GIVEN INSTRUCTION:
Gather every line of the data that contains the word "target".

-=-=-

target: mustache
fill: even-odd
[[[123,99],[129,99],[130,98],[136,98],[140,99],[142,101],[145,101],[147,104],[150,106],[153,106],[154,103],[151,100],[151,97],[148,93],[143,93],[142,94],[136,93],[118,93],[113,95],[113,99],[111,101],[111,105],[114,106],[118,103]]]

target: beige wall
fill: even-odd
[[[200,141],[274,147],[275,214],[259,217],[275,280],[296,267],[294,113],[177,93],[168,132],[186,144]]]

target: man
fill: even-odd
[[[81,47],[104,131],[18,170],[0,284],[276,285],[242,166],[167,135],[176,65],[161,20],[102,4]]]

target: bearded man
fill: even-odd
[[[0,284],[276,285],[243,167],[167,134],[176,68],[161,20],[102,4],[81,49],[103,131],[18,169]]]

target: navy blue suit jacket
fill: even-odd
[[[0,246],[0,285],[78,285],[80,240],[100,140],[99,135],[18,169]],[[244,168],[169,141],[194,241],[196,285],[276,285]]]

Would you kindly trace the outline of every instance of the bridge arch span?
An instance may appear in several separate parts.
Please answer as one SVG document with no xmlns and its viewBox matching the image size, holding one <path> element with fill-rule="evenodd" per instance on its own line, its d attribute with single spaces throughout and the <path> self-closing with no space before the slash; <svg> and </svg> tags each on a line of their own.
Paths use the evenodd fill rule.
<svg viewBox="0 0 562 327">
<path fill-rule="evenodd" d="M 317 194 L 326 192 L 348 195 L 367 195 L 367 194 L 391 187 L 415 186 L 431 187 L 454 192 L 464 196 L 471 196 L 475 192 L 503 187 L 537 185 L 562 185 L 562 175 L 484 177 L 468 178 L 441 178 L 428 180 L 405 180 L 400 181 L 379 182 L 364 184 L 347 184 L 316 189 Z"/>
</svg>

-=-=-

SOLUTION TO THE EXERCISE:
target: mustache
target: beige wall
target: man
target: bearded man
target: navy blue suit jacket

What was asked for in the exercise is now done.